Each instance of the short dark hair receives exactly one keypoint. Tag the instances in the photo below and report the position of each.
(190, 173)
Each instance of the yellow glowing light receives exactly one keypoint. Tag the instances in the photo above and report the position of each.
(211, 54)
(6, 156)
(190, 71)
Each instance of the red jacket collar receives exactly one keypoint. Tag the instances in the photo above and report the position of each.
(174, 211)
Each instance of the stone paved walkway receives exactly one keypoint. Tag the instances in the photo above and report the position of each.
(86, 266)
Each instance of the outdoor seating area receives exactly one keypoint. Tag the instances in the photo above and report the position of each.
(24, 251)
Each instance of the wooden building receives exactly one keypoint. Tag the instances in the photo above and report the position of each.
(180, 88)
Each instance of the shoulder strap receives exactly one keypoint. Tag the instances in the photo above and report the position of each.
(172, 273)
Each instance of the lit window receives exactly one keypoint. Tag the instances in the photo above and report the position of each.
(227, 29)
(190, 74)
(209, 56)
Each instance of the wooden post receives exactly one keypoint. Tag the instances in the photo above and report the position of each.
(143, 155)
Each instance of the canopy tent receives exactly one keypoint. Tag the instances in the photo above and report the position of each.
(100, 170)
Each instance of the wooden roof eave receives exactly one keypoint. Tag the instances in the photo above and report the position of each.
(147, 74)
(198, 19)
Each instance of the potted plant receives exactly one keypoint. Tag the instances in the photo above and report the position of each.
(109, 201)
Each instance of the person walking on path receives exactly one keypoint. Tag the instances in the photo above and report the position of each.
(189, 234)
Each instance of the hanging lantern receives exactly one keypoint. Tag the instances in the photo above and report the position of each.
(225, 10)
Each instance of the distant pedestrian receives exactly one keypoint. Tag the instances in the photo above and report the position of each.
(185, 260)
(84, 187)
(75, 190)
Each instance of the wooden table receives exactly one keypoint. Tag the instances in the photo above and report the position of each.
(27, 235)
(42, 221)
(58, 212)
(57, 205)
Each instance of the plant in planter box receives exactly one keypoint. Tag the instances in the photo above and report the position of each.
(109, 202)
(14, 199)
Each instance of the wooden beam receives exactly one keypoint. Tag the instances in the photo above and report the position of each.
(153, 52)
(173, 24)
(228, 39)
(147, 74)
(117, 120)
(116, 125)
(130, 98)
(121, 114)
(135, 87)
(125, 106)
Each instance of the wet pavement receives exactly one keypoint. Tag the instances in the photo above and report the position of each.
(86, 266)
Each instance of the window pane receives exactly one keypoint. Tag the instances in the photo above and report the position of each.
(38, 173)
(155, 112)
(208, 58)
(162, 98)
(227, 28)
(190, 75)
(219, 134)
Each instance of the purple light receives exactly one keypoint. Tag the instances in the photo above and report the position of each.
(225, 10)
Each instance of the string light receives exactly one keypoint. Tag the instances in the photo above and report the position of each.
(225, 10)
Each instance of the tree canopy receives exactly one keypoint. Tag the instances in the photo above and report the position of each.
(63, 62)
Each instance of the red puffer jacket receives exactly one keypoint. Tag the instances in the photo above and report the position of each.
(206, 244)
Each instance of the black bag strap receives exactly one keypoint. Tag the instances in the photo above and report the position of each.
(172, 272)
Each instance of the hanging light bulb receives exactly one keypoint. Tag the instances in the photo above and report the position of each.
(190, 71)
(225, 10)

= Short exercise =
Write the material out again word for word.

= The result =
Each instance of the short dark hair receives exactly one keypoint. Tag the instances in the photo below and report the position of each.
(190, 173)
Each instance of the yellow glowing light receives exactly one keypoint. Tag the instances in the photo above and report the position of each.
(211, 54)
(6, 156)
(190, 71)
Each instance of the red jacket collar receives exactly one keypoint. Tag the instances in the photo above and report the position of each.
(174, 211)
Each instance of the stone paved walkway receives exactly one keypoint. Tag the instances in the photo above and report the position of each.
(86, 266)
Each instance of the outdoor seating area receives exactly one keypoint. Tag the instances in the photo above and report the position of each.
(24, 251)
Each instance of the wooden building receives exactly one keypoint. Tag the instances in the photo above and report the position of each.
(180, 88)
Each instance of the shoulder strap receives exactly one keypoint. Tag the instances in the photo above and report the position of each.
(172, 273)
Each instance of the lit window receives exactly one keypoint. Tag the instances in the photo above and report the position of each.
(227, 29)
(190, 74)
(209, 56)
Each instance of the wooden post receives exactly one keypoint. Tag the instances in the photo above and report the position of each.
(143, 155)
Each instance of the canopy tent receives exactly one keypoint. Tag the instances in the photo above and report the position of each.
(100, 170)
Each instance of the wooden roof eave receives exactly one keypoint. Tag the instances in the photo above and report the position of each.
(147, 74)
(198, 19)
Each instance of the potted plant receives exactly one keypoint. Tag the instances in the photo above and report the position of each.
(109, 201)
Each instance of the person walking on path receives exactly one keypoint. Tag the instances in the photo above and report the position of each.
(189, 234)
Each instance of the hanging lantern receives exactly one keypoint. Tag the instances in the photo above and report the position of each.
(225, 10)
Each instance of the distant pedestrian receives exactly one keypoint. Tag the instances in the photo above and report the position of each.
(185, 260)
(84, 187)
(75, 190)
Each instance of the wooden table receives exactly one keypoint. Tag the instances in the photo above and report the position of each.
(27, 235)
(42, 221)
(58, 212)
(57, 205)
Each instance of the plant in planter box receives exactly one keypoint. Tag the instances in the photo above and report the position of each.
(109, 202)
(14, 199)
Each instance of the wooden beam receives exactly one keypoint. Tag the instances in the photo above and report the position of each.
(153, 52)
(173, 24)
(228, 39)
(147, 74)
(117, 120)
(116, 125)
(130, 98)
(121, 114)
(135, 87)
(125, 106)
Each instance of the wet pavement receives exactly one keypoint. Tag the instances in the photo above and report the position of each.
(86, 266)
Each instance of the window pane receives exactly one keypoint. Tag the instances in the photo above and report the position of each.
(38, 173)
(155, 112)
(208, 58)
(162, 98)
(227, 28)
(190, 75)
(219, 134)
Each instance of the purple light receives exactly one keypoint. Tag the instances in the photo above and report the position of each.
(225, 10)
Each instance of the string light receives exactly one keypoint. Tag the instances in the photo above and report the position of each.
(225, 10)
Each instance of the tree canopy receives exactly one keypoint. Tag the instances in the photo above and report the position of each.
(63, 62)
Each instance of the red puffer jacket receives exactly one keypoint. Tag the instances in the photo above and report the position of each.
(206, 244)
Each instance of the black bag strap receives exactly one keypoint. Tag the instances in the photo above and report the position of each.
(172, 272)
Each instance of the hanging light bulb receives exactly one keypoint. Tag the instances in the photo above and report the position of each.
(190, 71)
(225, 10)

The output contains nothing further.